PROBLEM DETAILS
Copy out the records below, changing every "Target" to "Label" and leaving all else unchanged.

RECORDS FOR THE TASK
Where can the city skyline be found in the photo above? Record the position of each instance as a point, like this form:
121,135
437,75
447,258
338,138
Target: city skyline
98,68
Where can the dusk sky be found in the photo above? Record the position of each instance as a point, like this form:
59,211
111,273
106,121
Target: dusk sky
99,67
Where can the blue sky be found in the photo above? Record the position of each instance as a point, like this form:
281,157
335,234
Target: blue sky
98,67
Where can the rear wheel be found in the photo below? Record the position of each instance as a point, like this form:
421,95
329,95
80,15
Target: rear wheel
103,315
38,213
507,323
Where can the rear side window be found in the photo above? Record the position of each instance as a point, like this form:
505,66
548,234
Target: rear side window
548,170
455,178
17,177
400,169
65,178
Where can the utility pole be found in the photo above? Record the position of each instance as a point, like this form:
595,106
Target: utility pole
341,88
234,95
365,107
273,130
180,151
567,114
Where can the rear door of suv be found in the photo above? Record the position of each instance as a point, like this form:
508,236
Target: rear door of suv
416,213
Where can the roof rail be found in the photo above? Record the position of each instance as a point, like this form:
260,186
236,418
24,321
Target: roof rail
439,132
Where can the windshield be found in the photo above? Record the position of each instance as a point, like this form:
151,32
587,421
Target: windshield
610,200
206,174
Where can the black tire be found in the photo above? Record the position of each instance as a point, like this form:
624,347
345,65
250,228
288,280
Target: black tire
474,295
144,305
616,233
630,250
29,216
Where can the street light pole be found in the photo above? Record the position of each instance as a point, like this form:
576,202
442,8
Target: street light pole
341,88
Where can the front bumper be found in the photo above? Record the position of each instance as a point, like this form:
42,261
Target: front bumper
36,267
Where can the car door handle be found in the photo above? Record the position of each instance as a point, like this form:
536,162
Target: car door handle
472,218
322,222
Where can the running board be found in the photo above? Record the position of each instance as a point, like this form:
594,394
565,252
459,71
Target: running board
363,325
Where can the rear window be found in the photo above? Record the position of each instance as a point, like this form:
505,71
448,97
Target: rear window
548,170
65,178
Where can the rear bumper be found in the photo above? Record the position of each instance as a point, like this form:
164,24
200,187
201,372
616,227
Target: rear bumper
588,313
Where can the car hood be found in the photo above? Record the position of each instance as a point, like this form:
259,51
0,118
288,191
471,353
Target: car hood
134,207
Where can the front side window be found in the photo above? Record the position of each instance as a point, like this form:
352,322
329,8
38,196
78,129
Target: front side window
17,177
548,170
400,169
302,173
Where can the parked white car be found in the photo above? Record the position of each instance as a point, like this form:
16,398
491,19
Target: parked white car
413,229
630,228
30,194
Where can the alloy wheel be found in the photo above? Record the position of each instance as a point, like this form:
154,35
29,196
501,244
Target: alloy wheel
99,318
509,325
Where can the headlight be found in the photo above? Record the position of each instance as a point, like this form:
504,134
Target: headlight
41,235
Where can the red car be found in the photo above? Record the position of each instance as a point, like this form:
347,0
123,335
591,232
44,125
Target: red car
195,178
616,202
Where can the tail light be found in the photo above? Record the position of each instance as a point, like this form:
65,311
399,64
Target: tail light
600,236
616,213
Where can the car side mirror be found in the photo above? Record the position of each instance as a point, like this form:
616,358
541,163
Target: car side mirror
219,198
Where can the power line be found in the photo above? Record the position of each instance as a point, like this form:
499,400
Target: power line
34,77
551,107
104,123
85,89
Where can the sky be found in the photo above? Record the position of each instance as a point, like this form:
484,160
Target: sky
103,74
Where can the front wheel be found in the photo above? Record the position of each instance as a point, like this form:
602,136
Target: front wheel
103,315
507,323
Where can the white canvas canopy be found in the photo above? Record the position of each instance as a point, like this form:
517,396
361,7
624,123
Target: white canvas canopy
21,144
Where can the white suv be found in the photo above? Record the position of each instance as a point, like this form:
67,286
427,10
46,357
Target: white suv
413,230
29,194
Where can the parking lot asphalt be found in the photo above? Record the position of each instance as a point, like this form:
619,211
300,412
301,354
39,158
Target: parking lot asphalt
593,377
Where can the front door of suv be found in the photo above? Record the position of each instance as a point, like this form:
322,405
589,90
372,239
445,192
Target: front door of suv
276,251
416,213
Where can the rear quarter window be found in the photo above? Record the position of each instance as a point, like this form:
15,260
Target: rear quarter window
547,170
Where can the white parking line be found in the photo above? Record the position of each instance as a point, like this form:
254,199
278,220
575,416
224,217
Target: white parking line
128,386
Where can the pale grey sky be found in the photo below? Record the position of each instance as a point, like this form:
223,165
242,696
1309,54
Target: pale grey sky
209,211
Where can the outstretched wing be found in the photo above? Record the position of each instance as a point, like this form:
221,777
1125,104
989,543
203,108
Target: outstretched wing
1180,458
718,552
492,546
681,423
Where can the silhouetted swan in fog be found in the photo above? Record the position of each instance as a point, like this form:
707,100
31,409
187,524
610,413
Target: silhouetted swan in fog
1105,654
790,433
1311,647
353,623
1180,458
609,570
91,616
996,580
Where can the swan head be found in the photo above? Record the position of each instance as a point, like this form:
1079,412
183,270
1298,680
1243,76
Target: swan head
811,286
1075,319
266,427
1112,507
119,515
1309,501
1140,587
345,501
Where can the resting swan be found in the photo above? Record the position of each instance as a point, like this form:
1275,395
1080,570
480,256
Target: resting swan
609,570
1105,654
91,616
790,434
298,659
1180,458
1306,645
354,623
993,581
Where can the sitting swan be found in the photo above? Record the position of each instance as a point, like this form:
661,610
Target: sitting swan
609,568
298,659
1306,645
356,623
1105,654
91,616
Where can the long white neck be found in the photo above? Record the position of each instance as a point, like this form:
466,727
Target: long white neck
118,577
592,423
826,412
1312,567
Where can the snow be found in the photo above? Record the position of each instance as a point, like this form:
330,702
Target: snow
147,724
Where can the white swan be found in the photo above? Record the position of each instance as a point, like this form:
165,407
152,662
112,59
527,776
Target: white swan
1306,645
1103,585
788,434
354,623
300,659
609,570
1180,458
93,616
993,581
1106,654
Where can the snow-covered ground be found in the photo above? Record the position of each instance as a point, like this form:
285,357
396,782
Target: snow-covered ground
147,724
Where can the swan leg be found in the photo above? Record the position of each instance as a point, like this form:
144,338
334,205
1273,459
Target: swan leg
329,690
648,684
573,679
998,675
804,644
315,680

SOLUTION TO THE EXERCISE
Where can the city skyline be found in the photo above? Record the position of each instance as a point, like this form:
121,135
437,75
447,258
338,138
Label: city skyline
98,68
Where can the dusk sky be found in the photo above? Record the position of each instance as a point, like this form:
59,211
111,273
106,121
Label: dusk sky
99,67
Where can the blue sky be found in the photo above? Record the position of each instance as a point, like this form:
281,157
335,234
Label: blue sky
98,67
Where can the rear wheel be found in the photo below? Record the position of each instance as a point, like this form:
421,95
329,95
80,15
Label: rear wheel
103,315
38,213
507,323
Where can the rear side window be found in the photo above? Record the position of each instance as a point, like this form:
505,66
548,234
Label: rear side window
548,170
455,178
17,177
400,169
65,178
Where can the utility pole be found in the photo above? Record the position of each instance as a point, like this form:
595,106
Label: utility pole
341,88
234,95
365,107
273,130
180,151
567,114
Where can the rear door of suv be found in the photo above? Record the position of each instance as a point, like this form:
508,236
Label: rear door of suv
416,213
Where can the roof rail be found in the photo above? Record the position of each instance as a point, like this form:
260,186
236,418
24,321
Label: roof rail
439,132
Where can the windshield be found in the photo above? Record the position of each instance as a point, like this form:
151,32
587,421
Label: windshield
610,200
206,174
Where can the black tire be found in the photo above? Record the position of each instance as a point, like this form:
624,347
345,65
250,228
288,280
Label: black tire
474,295
144,305
616,233
630,250
29,216
Where can the street light pole be found in the photo above? Record the position of each instance as a point, like this form:
576,202
442,8
Label: street light pole
341,88
Where can the front bumper be found in the photo above? Record the position of each instance as a point, like this form:
42,261
Label: front bumper
36,267
Where can the car door handle be found in the photo above? Record the position of each instance as a point, like this form:
536,162
Label: car door handle
472,218
322,222
Where can the running board be found in the photo above? Record the position of each instance as a point, like this form:
594,394
565,252
459,71
Label: running board
363,325
Where can the rear window be found in the photo above? Record the position of each instance as a point, like this form:
505,71
448,97
Label: rear window
548,170
65,178
Where can the rear bumper be found in the photo above? Record the position of each instance as a point, like this form:
164,24
200,187
201,372
616,227
Label: rear bumper
588,313
Where can the car hood be found in the photo above? Record the position of each instance as a point, like this form:
259,51
0,118
288,191
471,353
Label: car hood
134,207
Where can the front side window be found in the photo above? Record the position of each instance as a point, like this form:
352,322
329,8
38,196
78,129
Label: front side window
17,177
548,170
400,169
302,173
Where can the parked white car be found in the photo above? Record the position of each instance as a point, like this form:
16,398
491,19
Label: parked white car
413,229
630,228
30,194
Where can the alloy wheel be found in the photo above? Record the position of each instance as a point, like this form:
154,35
29,196
501,244
Label: alloy wheel
99,318
509,325
Where can the headlight be found in the photo above? Record the position of each instance as a point, like this form:
504,134
Label: headlight
41,235
Where can the red car be found in the photo above? Record the position of each instance as a point, like this form:
347,0
123,335
591,232
44,125
Label: red car
195,178
616,202
Where can the tail light be found in the photo above? Record the position of each instance as a point, like this form:
65,311
399,64
Label: tail light
600,236
616,213
Where can the car side mirror be found in the photo above? Record the position of each instance as a point, like this form:
616,358
541,163
Label: car side mirror
219,198
Where can the power line be found in the photo above? Record the position of each instance as a point, like this form:
499,400
Label: power line
34,77
551,107
104,123
85,89
Where can the sky be found in the photo above? Record the position of each instance as a point, like this form:
484,160
Label: sky
103,74
Where can the front wheel be found in the photo above? Record the position of each instance as a point, like this form:
602,136
Label: front wheel
103,315
507,323
Where can the white canvas canopy be found in the photo above? Record the position of each instance as a point, like this form:
517,396
361,7
624,123
Label: white canvas canopy
21,144
Where can the white suv be found in the photo above? Record the position of each instance as a point, like this form:
67,286
427,10
46,357
Label: white suv
413,230
29,194
Where can the parking lot asphalt be found in the photo above? Record the position of each instance as a point, like this form:
619,211
300,412
301,354
39,158
Label: parking lot asphalt
593,377
Where can the front door of suv be found in the photo above? Record the position of each instance as a point, like this form:
322,405
589,90
372,239
445,192
Label: front door of suv
276,251
416,213
Where can the rear quarter window be found in the photo above? Record the position of each instance as a point, like this form:
15,260
Label: rear quarter window
547,170
Where can the white parking line be found in the photo above? Record the position of each instance as a point, like this form:
254,199
278,220
575,416
224,217
Label: white parking line
128,386
Where can the pale grey sky be found in the photo below? Record the position of each instance as a point, like this form:
223,165
242,696
1309,54
Label: pale grey sky
209,211
Where can the outstretched wing be found in the photo above? Record the position of each instance as a point, like this form:
221,777
1125,104
989,543
203,108
Label: outstretched wing
1180,458
718,552
492,546
681,423
Where can the silhouetted swan in fog be found in the photo above? Record the position of each instance as a point, like this form:
707,100
31,409
187,524
610,413
Label: silhouetted swan in fog
1105,654
790,433
1311,647
353,623
1180,458
609,570
91,616
996,580
Where can the swan head be found in the photo above? Record the position of each instance as a point, like this form:
1079,412
183,270
1298,680
1243,76
Label: swan head
811,286
1075,319
266,427
1112,507
119,515
1309,501
1140,587
345,501
Where can the resting swan be found in the photo above? Record the position of each instance as a point, like this form:
1275,395
1080,570
480,256
Label: resting swan
609,570
1105,654
91,616
790,434
298,659
1180,458
1306,645
354,623
993,581
Where can the sitting swan be found in the photo above? Record the position of each instance as a point, like this form:
661,610
Label: sitting swan
609,568
298,659
1306,645
356,623
1105,654
91,616
Where can the long white neck be found in the photo above? Record the position of each instance as a point, like this form:
466,727
Label: long white neck
118,577
592,423
826,412
1312,567
Where can the snow be found in the photo above? Record the position of each instance as a point, like this form:
330,702
Label: snow
147,724
Where can the white swan be found in the photo above? Record the position of each instance as a point, like this form:
165,407
152,662
112,59
527,776
Label: white swan
1306,645
1103,585
788,434
354,623
300,659
609,570
1180,458
93,616
993,581
1106,654
Where can the snow-covered ground be found in the photo above? Record the position of each instance as a point, like this form:
285,357
396,782
Label: snow-covered ground
147,724
Where can the swan leg be found in the photo above? Record the position of each instance as a point, like this form:
144,338
334,205
1273,459
Label: swan leg
329,690
648,684
573,679
998,675
804,644
315,680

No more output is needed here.